Facial motor function before the surgery was compromised (HB grade ≥3) on 47.5%, and this percentage reached 75.2% on the follow-up. After the surgery, facial motor function worsened in 55.4%. Postoperative PFP (p < 0.001), but not preoperative PFP, was predictive of postoperative dysphagia (Tables 6 and 7 and [Fig. 1A]). As shown in [Fig. 1B] the more severe the postoperative PFP, the more frequent the clinical signs reflect in oral dysfunction, oropharyngeal and pharyngeal phases of swallowing (p < 0.001).

In multivariate analysis, the following factors were predictive of dysphagia: NF II (OR 5.54, 95% CI 1.13–27.07; p = 0.034), tumor size (each 1 cm, OR 2.13, 95% CI 1.21–3.73; p = 0.009), partial resection (OR 5.23, 95% CI 1.27–21.46; p = 0.022), and postoperative HB grade ≥3 (OR 12.99, 95%, CI 2.61–64.75; p = 0.002).

Discussion

AN is an important and a well-recognized cause of neurological morbidity, with PFP being one of the most prevalent. Although a related disorder, the study of dysphagia in the late follow-up has been neglected and few data are available in the medical literature.

### Tasks and exercises:
(A) List every factor that the passage on dysphagia after surgery identifies as predictive of dysphagia in multivariate analysis.
(B) Using the passage on dysphagia after surgery, explain what findings link postoperative PFP, but not preoperative PFP, to dysphagia.

### Supplied records:
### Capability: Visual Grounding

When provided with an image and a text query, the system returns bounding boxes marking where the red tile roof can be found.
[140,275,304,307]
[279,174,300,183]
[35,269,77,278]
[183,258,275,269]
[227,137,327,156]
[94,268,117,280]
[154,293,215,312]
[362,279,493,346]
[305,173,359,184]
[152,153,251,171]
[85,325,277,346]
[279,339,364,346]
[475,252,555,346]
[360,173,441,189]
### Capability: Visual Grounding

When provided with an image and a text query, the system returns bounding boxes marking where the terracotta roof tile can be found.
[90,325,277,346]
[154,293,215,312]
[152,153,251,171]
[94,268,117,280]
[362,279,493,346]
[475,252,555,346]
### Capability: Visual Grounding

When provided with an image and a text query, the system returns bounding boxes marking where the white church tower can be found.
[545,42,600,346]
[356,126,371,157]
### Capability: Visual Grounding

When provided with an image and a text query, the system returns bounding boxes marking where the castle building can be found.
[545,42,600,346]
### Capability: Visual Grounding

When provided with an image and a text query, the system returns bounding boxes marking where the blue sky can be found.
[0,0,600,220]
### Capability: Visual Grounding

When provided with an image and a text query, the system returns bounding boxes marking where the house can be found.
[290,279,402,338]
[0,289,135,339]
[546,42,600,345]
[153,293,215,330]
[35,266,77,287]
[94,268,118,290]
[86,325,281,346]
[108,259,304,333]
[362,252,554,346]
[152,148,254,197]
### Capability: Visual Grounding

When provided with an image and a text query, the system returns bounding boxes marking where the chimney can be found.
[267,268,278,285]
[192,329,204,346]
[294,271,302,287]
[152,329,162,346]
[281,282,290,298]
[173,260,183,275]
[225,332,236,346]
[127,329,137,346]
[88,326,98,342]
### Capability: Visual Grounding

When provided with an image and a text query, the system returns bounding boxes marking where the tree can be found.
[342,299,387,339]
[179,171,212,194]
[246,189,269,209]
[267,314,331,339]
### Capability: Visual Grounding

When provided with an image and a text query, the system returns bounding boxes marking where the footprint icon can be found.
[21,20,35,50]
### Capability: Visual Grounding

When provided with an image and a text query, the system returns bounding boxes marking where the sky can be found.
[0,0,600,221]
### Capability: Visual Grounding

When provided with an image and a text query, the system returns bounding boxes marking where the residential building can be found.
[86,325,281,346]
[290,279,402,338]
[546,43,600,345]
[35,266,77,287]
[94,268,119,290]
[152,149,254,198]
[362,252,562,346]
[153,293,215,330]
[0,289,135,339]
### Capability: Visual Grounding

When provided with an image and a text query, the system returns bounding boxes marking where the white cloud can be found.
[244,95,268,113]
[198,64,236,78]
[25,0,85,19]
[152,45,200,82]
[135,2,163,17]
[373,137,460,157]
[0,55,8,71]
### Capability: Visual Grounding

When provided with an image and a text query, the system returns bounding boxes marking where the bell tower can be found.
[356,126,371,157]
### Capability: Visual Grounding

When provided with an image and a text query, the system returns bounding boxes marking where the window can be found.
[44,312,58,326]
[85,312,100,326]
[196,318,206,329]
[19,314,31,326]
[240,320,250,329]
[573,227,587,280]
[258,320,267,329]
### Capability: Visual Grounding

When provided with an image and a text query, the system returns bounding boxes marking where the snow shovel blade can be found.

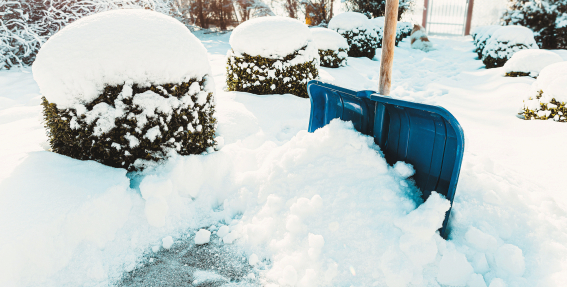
[307,80,465,238]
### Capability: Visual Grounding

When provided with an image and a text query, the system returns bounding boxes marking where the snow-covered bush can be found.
[471,25,502,59]
[504,49,563,78]
[329,12,382,59]
[33,9,215,170]
[502,0,567,49]
[520,61,567,122]
[482,26,538,69]
[370,17,413,48]
[226,16,319,98]
[311,28,348,68]
[396,22,413,41]
[0,0,170,70]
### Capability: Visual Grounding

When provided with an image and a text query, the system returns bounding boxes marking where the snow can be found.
[486,25,537,46]
[161,236,173,249]
[329,12,372,31]
[195,229,211,245]
[504,49,563,77]
[311,28,349,51]
[0,28,567,287]
[230,16,313,58]
[33,9,210,108]
[531,61,567,102]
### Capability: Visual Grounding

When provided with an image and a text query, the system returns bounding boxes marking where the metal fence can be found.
[425,0,469,35]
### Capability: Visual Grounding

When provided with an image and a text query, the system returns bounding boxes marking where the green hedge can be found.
[226,46,319,98]
[482,42,530,69]
[519,90,567,122]
[337,28,382,59]
[319,48,348,68]
[42,77,216,171]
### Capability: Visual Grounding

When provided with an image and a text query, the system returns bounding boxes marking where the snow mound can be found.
[504,49,563,77]
[229,16,312,59]
[33,9,211,109]
[486,25,537,46]
[311,28,348,50]
[329,12,372,31]
[532,61,567,102]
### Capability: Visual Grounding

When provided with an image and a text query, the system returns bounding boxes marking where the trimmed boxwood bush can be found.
[42,77,216,171]
[319,48,348,68]
[337,28,382,59]
[520,90,567,122]
[482,26,538,69]
[226,46,319,98]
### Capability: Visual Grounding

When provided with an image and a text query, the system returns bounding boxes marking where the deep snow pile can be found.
[482,26,539,68]
[329,12,381,59]
[311,28,349,68]
[521,61,567,122]
[226,16,319,97]
[33,9,215,170]
[504,49,563,78]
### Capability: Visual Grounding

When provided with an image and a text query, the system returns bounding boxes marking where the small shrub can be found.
[42,79,216,171]
[337,28,382,59]
[329,12,382,59]
[482,26,538,69]
[311,28,349,68]
[226,46,319,98]
[319,48,348,68]
[519,90,567,122]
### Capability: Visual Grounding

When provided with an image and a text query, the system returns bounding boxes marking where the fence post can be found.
[466,0,474,36]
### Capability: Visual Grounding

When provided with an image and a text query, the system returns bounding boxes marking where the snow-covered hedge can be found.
[0,0,171,70]
[471,25,502,59]
[482,26,539,69]
[311,28,348,68]
[33,9,215,170]
[329,12,382,59]
[226,16,319,98]
[520,61,567,122]
[504,49,563,78]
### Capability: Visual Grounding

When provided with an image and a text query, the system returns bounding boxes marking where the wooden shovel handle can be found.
[379,0,399,96]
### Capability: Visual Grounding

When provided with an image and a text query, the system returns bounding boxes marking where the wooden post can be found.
[466,0,474,36]
[421,0,429,28]
[379,0,399,96]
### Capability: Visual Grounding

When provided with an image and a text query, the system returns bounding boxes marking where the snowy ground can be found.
[0,34,567,287]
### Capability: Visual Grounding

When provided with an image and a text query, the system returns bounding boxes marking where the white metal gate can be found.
[425,0,472,35]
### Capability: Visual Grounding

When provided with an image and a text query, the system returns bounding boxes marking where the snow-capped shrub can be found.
[329,12,382,59]
[520,61,567,122]
[396,22,413,42]
[502,0,567,49]
[311,28,348,68]
[226,16,319,98]
[482,26,538,69]
[473,25,502,59]
[0,0,171,70]
[33,9,215,170]
[504,49,563,78]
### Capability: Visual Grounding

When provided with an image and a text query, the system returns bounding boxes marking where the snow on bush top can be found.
[489,26,537,47]
[230,16,312,59]
[532,61,567,102]
[370,17,386,27]
[329,12,372,31]
[33,9,211,108]
[504,49,563,77]
[311,28,349,50]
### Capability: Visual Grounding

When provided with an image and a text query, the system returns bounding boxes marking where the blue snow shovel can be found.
[307,0,465,238]
[307,80,464,238]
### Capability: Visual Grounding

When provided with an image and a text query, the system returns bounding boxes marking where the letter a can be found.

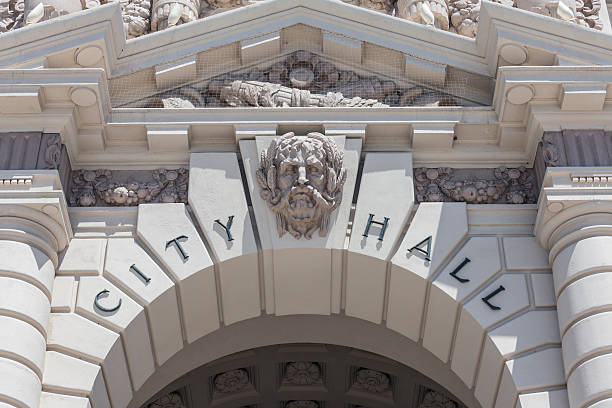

### Answers to the problems:
(A)
NF II
Tumor size (each 1 cm)
Partial resection
Postoperative HB grade ≥3

(B) Postoperative PFP was predictive of postoperative dysphagia (p < 0.001), while preoperative PFP was not. In addition, the more severe the postoperative PFP, the more frequent the clinical signs in oral dysfunction and in the oropharyngeal and pharyngeal phases of swallowing (p < 0.001).